Reputation: 105
I'm trying to load and parse json files (Tweets) but I get back the below error
error: not found: value mapper
Some(mapper.readValue(record, classOf[Tweet]))
And this is the scala script
import com.fasterxml.jackson.module.scala.DefaultScalaModule
import com.fasterxml.jackson.module.scala.experimental.ScalaObjectMapper
import com.fasterxml.jackson.databind.ObjectMapper
import com.fasterxml.jackson.databind.DeserializationFeature
case class Tweet(tweet_id: Int, created_unixtime: Long, created_time: String, lang: String, displayname: String, time_zone: String, msg: String)
val = input.textFile("hdfs://localhost:54310/tmp/data_staging/tweets*") // tweets well loaded
// Parsing them
val result = input.flatMap(record => {
try {
Some(mapper.readValue(record, classOf[Tweet]))
} catch {
case e: Exception => None
}
})
Upvotes: 0
Views: 1236
Reputation: 4207
So, the question is how to load JSON but map it to a case class.
In that case, just use Spark's built-in JSON reader then convert to a DataSet of your case class:
case class Tweet(tweet_id: Int, created_unixtime: Long, created_time: String, lang: String, displayname: String, time_zone: String, msg: String)
val input = spark.read.json("hdfs://localhost:54310/tmp/data_staging/tweets*").as[Tweet]
The assumption here is that the fields in the JSON documents map to your case class. If that's not the case, then you can simply do a map to convert from the Row object to your custom case class.
Upvotes: 1
# # # #
--- Task description ---
Name each field that the Tweet case class declares in the forum thread above on parsing tweet JSON in Scala.

--- Data extract ---
# # # #
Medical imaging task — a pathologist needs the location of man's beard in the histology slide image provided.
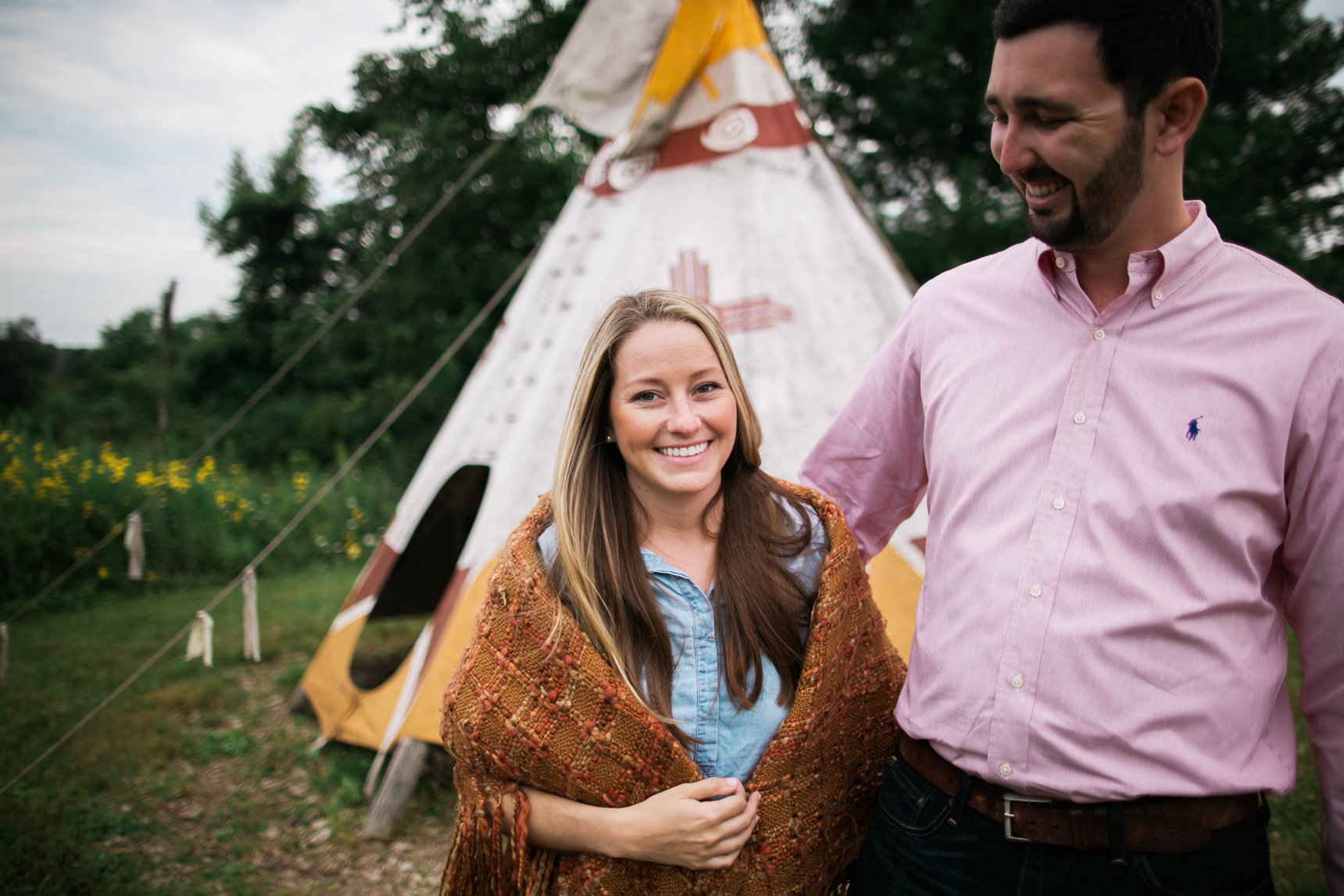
[1019,118,1144,252]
# # # #
--- Final answer ---
tweet_id, created_unixtime, created_time, lang, displayname, time_zone, msg